From the material below, copy each line that holds the word "Draw".
◇ ◇ ◇ ◇ ◇ ◇ ◇
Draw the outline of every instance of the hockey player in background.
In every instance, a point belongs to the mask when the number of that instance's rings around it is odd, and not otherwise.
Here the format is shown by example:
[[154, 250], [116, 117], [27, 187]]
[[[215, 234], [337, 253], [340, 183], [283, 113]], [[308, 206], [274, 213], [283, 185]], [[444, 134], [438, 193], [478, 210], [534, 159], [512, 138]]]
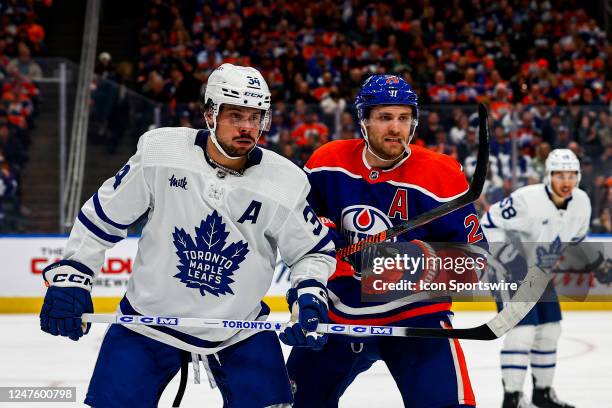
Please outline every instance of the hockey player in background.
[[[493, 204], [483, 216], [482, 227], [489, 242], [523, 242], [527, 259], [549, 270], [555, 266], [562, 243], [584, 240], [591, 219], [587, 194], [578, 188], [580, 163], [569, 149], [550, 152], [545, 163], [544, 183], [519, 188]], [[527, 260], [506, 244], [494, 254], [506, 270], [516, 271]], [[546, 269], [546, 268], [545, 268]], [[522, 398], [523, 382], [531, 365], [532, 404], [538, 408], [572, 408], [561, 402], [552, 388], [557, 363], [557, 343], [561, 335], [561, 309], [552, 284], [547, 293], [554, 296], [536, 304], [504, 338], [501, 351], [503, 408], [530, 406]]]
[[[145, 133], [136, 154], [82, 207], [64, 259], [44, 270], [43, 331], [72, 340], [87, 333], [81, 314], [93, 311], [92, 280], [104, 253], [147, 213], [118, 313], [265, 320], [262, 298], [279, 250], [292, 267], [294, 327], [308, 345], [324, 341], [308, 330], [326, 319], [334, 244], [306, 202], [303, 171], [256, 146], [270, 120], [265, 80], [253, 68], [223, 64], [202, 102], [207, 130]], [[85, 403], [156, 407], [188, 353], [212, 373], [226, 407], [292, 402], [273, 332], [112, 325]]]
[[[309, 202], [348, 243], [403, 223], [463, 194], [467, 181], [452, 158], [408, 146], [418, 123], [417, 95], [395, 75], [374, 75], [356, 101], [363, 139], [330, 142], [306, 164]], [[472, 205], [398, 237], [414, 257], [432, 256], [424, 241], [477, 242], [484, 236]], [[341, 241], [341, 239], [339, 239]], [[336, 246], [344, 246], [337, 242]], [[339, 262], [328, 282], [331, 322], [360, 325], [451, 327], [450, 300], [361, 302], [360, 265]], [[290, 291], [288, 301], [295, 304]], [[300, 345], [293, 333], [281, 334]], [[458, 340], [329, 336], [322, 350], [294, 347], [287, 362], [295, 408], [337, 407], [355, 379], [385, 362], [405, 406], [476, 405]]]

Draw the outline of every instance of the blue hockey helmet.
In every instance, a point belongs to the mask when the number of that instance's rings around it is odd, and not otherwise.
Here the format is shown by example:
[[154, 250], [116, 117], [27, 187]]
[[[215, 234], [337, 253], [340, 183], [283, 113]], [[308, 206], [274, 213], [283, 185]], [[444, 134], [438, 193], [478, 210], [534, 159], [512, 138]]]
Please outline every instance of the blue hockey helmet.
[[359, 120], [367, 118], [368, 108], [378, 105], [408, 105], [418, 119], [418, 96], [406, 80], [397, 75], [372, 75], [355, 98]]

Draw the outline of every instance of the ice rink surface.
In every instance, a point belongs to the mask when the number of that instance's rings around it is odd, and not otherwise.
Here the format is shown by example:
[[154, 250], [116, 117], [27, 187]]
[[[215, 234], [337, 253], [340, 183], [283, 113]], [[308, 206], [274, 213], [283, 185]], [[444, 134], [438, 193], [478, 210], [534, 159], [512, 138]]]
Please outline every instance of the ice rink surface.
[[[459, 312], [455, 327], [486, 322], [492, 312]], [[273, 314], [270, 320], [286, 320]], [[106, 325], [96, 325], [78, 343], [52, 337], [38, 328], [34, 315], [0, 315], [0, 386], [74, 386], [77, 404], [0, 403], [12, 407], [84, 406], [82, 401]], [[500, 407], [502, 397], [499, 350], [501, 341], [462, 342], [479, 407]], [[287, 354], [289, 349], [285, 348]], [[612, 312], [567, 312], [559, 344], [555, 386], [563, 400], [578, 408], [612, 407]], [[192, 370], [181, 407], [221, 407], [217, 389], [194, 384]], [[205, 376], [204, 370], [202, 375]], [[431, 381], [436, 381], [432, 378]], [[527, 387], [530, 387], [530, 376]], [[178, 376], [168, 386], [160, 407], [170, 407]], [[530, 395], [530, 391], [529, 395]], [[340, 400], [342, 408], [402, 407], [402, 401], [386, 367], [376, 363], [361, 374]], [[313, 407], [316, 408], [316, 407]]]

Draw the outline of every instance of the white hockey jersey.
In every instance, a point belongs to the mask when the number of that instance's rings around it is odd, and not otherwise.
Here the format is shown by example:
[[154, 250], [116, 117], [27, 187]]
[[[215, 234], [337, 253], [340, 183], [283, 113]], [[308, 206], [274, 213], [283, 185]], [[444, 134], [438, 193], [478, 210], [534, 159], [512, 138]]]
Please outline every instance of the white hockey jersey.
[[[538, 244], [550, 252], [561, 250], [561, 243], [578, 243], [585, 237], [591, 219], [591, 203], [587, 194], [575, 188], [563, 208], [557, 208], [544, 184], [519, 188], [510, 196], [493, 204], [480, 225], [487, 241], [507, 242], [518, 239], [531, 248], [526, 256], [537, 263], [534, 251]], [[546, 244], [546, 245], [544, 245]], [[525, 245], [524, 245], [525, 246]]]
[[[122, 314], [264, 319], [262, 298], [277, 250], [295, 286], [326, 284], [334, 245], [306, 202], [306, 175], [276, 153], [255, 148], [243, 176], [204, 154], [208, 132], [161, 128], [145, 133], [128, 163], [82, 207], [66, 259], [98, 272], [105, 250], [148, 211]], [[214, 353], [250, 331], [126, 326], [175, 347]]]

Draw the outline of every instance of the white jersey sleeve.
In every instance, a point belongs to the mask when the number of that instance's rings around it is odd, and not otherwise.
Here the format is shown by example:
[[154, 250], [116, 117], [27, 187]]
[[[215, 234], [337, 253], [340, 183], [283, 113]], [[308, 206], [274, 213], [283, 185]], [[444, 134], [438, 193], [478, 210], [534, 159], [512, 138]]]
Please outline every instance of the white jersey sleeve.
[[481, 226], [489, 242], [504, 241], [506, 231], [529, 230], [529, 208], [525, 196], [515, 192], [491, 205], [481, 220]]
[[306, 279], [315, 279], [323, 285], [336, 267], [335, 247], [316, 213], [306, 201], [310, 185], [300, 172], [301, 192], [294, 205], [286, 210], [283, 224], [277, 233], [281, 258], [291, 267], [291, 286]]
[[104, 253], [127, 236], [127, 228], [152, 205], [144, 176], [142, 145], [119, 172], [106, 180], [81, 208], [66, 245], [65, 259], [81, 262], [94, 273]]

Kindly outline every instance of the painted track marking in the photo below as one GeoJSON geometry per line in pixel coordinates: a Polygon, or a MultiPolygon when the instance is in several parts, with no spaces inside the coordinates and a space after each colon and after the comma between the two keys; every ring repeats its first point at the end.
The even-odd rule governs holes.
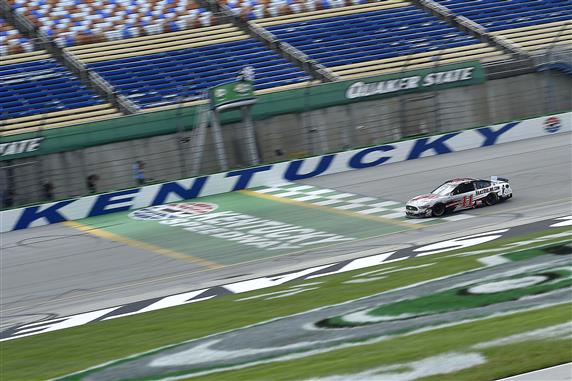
◇ ◇ ◇ ◇ ◇ ◇ ◇
§ **Result of this task**:
Draw the outline of every instance of the hockey player in background.
Draw the outline of every instance of the blue hockey helmet.
Draw the outline of every instance of the ice rink surface.
Draw the outline of every instance of the white hockey jersey.
Draw the outline of every instance of the white jersey sleeve.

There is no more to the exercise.